[Problem]
Return every line of the items below that contains the word "pointed".

[Record excerpts]
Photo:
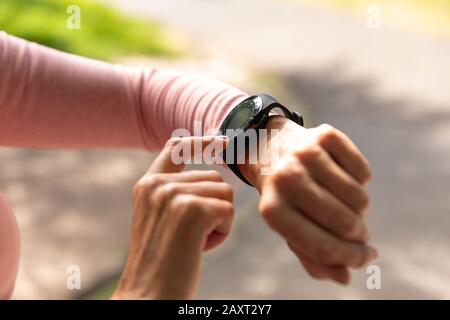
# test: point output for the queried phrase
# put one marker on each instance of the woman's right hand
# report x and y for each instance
(176, 216)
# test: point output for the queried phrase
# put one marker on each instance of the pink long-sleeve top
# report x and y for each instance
(50, 99)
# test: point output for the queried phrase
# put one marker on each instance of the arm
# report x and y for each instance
(52, 99)
(177, 215)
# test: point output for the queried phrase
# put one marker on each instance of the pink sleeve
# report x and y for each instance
(50, 99)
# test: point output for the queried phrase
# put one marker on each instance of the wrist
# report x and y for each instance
(252, 171)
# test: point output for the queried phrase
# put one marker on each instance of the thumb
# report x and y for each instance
(179, 151)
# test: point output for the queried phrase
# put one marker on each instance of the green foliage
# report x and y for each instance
(104, 34)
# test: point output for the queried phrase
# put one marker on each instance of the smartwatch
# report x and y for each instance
(253, 112)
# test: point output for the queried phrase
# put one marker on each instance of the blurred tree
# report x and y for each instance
(104, 33)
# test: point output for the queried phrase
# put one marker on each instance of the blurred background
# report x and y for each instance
(377, 70)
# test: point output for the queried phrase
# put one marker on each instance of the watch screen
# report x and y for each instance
(241, 116)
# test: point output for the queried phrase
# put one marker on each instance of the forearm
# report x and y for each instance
(52, 99)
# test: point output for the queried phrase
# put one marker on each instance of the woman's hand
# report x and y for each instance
(315, 196)
(177, 215)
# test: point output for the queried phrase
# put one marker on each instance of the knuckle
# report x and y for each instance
(364, 203)
(327, 133)
(287, 173)
(309, 153)
(228, 191)
(184, 203)
(268, 211)
(149, 183)
(350, 229)
(214, 175)
(167, 190)
(314, 273)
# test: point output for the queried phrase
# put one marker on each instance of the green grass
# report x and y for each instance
(104, 34)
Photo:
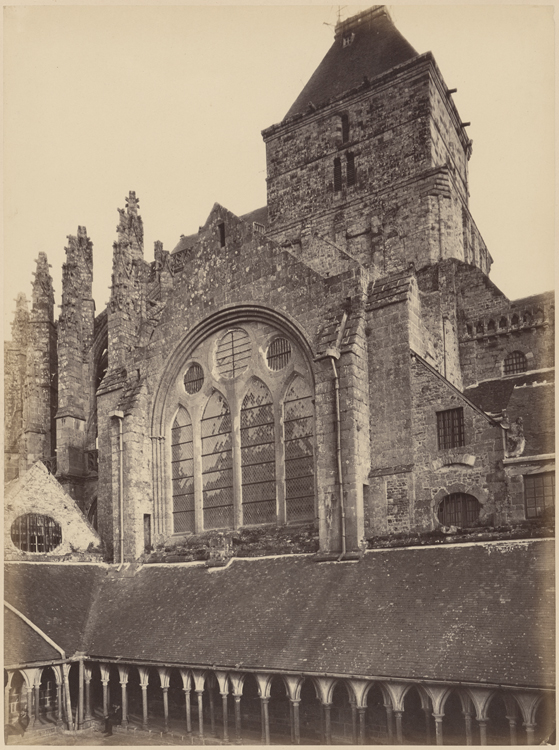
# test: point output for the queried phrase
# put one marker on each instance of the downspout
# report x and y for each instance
(117, 414)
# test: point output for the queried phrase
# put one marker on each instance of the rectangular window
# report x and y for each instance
(450, 428)
(539, 493)
(350, 169)
(337, 175)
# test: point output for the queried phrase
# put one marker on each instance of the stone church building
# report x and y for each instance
(296, 482)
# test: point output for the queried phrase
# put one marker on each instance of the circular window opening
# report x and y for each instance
(459, 509)
(36, 533)
(233, 353)
(278, 354)
(193, 379)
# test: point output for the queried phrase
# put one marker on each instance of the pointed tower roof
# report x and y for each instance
(365, 45)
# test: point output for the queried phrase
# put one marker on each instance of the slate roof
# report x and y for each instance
(55, 597)
(472, 613)
(377, 47)
(23, 645)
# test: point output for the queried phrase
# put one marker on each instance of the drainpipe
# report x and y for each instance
(117, 414)
(333, 355)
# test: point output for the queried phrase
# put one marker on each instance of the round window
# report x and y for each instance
(193, 378)
(233, 353)
(34, 532)
(278, 354)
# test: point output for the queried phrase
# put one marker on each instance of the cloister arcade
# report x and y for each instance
(236, 706)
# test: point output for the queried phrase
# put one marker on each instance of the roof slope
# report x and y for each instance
(22, 644)
(479, 613)
(377, 46)
(56, 597)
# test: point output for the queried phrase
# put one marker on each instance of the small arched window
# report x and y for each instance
(459, 509)
(345, 128)
(35, 532)
(515, 362)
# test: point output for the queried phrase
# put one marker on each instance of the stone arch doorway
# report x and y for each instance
(376, 720)
(417, 724)
(279, 712)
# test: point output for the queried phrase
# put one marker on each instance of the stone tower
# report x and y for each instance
(371, 161)
(75, 336)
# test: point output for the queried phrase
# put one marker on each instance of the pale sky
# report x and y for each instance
(170, 101)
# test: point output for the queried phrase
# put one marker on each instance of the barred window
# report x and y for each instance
(217, 464)
(539, 493)
(278, 354)
(182, 467)
(337, 175)
(243, 455)
(459, 509)
(351, 176)
(258, 455)
(515, 362)
(450, 428)
(299, 460)
(34, 532)
(345, 128)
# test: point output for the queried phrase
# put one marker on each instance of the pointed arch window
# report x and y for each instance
(182, 467)
(258, 456)
(298, 446)
(217, 463)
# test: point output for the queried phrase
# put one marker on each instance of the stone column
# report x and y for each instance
(390, 723)
(238, 739)
(399, 737)
(187, 709)
(327, 724)
(512, 727)
(166, 707)
(200, 693)
(439, 728)
(468, 723)
(225, 717)
(295, 725)
(87, 675)
(530, 734)
(265, 721)
(361, 711)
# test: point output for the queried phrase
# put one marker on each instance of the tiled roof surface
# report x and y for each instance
(377, 47)
(56, 598)
(481, 613)
(22, 644)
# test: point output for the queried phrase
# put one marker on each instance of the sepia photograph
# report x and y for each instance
(279, 323)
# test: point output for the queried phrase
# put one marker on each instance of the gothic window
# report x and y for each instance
(459, 509)
(258, 456)
(278, 354)
(242, 433)
(515, 362)
(350, 169)
(337, 175)
(298, 443)
(182, 466)
(217, 464)
(34, 532)
(450, 428)
(233, 353)
(345, 128)
(539, 493)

[Response for this exercise]
# put one marker on each instance of the pointed tower roof
# put one marker on each instance of the pointed arch window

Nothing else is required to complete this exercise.